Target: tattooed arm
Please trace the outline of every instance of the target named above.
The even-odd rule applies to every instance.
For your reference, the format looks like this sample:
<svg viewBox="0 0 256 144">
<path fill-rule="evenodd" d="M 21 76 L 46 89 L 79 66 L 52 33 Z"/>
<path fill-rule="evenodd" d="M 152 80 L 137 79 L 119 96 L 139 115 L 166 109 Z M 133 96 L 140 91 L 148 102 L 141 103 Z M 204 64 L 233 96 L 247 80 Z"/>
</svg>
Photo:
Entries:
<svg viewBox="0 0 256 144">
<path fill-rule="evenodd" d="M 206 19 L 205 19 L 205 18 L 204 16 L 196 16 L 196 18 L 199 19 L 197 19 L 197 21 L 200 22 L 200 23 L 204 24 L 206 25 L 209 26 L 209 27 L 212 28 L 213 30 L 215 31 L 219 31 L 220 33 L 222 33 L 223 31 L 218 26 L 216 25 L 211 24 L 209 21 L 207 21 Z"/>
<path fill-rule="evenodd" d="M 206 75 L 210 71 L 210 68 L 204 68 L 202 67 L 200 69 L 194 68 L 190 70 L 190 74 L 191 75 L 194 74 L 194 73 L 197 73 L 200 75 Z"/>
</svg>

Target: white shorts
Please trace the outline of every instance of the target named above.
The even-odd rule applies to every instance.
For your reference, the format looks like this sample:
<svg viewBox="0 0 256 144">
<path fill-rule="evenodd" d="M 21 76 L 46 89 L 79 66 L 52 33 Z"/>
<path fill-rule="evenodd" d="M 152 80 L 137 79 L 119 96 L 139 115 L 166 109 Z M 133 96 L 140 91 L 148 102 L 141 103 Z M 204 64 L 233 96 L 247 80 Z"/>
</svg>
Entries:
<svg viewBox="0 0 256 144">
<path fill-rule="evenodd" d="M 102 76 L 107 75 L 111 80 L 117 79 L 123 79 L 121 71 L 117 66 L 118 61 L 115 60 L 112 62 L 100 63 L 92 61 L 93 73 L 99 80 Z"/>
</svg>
+++
◆ Instructions for the task
Repeat every line from the one containing "Target: white shorts" through the end of the entries, inclusive, keeping the requests unchanged. In the answers, shift each number (the viewBox values and the path coordinates) up by 117.

◆ Answer for this exercise
Target: white shorts
Please trace the outline of every instance of the target named above.
The even-odd rule applies to every instance.
For your reference, the format looks like this sample:
<svg viewBox="0 0 256 144">
<path fill-rule="evenodd" d="M 21 76 L 46 89 L 79 66 L 52 33 Z"/>
<path fill-rule="evenodd" d="M 152 80 L 137 79 L 119 96 L 139 115 L 166 109 Z M 133 96 L 140 91 L 148 102 L 141 103 Z M 204 64 L 233 96 L 247 80 Z"/>
</svg>
Entries:
<svg viewBox="117 117 373 261">
<path fill-rule="evenodd" d="M 219 193 L 224 192 L 228 197 L 234 196 L 240 196 L 238 188 L 234 183 L 235 178 L 232 177 L 229 179 L 217 180 L 209 178 L 210 190 L 216 197 Z"/>
</svg>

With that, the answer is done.